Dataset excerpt
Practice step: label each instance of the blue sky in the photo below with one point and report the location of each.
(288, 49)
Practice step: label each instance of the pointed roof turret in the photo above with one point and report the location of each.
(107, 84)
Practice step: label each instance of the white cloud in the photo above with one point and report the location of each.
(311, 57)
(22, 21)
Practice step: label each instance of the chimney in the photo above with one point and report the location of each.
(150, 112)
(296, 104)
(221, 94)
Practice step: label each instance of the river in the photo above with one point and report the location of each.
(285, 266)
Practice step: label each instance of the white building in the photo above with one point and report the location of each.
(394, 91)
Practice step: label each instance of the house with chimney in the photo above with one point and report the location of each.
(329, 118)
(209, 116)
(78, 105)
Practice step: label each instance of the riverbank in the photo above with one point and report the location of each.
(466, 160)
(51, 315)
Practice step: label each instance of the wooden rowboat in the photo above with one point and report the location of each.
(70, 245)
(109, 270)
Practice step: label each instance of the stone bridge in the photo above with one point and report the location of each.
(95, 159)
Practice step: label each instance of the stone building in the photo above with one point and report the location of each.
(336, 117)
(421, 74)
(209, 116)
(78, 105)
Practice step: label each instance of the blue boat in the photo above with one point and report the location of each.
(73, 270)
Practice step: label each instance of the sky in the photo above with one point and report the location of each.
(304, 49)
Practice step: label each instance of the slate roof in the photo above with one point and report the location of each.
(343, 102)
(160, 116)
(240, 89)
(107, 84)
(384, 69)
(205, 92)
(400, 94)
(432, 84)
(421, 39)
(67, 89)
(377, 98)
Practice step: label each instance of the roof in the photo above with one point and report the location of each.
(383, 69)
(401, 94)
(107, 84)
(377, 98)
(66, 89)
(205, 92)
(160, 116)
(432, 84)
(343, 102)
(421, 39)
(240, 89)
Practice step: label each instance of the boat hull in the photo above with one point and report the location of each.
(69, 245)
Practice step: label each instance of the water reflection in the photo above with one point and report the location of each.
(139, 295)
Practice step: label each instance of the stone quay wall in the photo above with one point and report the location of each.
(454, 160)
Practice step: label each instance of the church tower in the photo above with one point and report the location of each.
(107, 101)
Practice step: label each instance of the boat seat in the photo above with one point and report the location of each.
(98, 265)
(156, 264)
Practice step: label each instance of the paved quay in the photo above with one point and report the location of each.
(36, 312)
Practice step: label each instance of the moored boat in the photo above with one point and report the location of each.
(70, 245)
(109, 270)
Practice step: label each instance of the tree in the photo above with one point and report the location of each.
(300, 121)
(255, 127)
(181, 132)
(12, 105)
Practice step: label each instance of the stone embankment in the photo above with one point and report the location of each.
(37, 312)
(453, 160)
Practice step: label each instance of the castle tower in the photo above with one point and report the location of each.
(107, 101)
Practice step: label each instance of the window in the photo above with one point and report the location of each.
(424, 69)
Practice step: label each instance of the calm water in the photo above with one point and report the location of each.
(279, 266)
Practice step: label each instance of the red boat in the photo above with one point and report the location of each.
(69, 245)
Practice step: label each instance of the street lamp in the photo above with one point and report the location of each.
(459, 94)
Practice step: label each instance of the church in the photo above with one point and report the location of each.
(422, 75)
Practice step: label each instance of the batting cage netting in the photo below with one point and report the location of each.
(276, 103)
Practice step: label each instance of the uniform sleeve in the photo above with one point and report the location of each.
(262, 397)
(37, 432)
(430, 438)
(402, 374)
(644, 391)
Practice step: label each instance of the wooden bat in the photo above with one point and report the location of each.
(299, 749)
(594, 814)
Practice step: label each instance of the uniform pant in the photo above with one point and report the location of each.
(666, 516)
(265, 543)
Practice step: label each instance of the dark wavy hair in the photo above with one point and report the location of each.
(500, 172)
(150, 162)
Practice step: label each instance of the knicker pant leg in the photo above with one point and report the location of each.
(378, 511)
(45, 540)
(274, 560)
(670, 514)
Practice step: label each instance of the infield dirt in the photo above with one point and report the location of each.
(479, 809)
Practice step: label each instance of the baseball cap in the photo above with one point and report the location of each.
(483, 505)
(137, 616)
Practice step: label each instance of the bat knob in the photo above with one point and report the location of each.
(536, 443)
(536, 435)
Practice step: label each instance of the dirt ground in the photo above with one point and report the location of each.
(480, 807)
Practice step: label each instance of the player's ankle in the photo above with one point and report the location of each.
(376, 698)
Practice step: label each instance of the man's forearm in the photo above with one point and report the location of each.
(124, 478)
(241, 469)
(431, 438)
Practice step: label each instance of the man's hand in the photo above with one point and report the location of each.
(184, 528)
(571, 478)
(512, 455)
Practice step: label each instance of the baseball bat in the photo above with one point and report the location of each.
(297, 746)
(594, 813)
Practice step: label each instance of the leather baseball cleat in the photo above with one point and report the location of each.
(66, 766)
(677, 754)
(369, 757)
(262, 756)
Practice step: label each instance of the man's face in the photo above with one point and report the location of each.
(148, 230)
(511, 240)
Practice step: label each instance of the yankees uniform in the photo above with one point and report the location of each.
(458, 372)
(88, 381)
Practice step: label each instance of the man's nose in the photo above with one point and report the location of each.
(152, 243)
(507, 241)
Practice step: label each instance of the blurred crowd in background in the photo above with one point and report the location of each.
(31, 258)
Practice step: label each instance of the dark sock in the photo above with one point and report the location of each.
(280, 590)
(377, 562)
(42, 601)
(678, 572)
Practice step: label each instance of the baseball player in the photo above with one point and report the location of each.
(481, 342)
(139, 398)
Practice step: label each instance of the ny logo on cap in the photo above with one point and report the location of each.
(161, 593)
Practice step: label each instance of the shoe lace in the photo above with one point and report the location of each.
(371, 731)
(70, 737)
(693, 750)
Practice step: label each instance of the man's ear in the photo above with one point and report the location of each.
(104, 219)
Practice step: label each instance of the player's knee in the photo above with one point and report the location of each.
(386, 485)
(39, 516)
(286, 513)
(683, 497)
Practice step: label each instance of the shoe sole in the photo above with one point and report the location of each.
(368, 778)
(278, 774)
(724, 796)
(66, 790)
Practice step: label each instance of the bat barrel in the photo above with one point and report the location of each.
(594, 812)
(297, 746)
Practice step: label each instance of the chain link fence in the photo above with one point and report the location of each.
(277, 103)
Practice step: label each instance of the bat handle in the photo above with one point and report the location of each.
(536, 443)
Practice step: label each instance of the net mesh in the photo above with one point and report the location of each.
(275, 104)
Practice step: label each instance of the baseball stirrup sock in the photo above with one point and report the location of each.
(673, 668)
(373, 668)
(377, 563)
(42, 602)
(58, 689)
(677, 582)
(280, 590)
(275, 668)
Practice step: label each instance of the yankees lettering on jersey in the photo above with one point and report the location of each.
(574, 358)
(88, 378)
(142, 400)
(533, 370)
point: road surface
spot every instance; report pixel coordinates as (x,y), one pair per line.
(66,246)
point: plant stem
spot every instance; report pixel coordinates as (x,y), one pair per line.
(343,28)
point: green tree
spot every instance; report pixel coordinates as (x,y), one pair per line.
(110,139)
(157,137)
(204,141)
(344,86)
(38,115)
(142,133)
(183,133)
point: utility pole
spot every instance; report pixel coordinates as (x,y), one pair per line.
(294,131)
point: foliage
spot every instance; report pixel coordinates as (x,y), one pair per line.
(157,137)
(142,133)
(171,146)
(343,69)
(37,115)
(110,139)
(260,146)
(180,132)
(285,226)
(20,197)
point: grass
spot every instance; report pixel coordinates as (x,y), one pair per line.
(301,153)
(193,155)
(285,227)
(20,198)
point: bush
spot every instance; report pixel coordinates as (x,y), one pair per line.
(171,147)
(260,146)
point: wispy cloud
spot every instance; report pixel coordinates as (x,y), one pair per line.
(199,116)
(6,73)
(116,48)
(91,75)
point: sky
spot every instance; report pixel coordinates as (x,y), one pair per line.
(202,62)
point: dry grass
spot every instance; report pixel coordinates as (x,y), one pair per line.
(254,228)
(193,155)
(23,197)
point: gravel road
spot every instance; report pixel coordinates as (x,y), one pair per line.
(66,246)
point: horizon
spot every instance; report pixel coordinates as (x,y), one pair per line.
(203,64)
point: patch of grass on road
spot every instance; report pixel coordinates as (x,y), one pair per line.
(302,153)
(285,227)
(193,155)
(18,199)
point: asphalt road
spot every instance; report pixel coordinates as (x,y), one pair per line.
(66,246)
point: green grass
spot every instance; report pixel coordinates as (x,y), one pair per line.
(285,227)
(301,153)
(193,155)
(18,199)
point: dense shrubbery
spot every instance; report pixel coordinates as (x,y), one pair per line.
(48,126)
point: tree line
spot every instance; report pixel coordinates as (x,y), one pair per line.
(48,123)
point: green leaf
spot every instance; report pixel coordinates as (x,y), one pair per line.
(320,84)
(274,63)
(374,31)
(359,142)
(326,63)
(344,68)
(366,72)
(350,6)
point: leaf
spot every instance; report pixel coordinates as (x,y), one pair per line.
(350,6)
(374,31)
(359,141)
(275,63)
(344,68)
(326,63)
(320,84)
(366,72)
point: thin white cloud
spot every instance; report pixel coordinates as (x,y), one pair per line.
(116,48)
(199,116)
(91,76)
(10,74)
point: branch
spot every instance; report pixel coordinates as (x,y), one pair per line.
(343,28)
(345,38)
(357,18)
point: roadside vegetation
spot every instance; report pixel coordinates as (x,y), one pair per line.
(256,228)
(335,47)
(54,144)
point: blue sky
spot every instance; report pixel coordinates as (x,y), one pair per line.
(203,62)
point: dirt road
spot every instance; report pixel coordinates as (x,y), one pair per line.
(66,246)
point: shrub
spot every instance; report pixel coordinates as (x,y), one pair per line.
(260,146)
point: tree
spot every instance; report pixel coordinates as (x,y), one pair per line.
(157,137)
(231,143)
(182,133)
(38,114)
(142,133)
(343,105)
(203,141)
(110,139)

◆ **GIVEN TASK**
Return the line that contains "point: roadside vegetation" along with every line after it through the end of the entries, exactly, adding nothing.

◆ **EXERCISE SOLUTION**
point: roadside vegetation
spot every instance; report pixel coordinates as (x,y), one pair per line.
(256,228)
(335,47)
(54,144)
point: blue sky
spot every instance; report pixel coordinates as (x,y), one pair per line.
(203,62)
point: dirt road
spot every instance; report pixel coordinates as (x,y), one pair per line.
(66,246)
point: shrub
spot every instance; report pixel coordinates as (x,y), one pair per line.
(260,146)
point: tree
spot every instance; report pixel coordinates as (x,y), one pair per line.
(157,137)
(231,143)
(182,133)
(38,114)
(142,133)
(343,105)
(203,141)
(110,139)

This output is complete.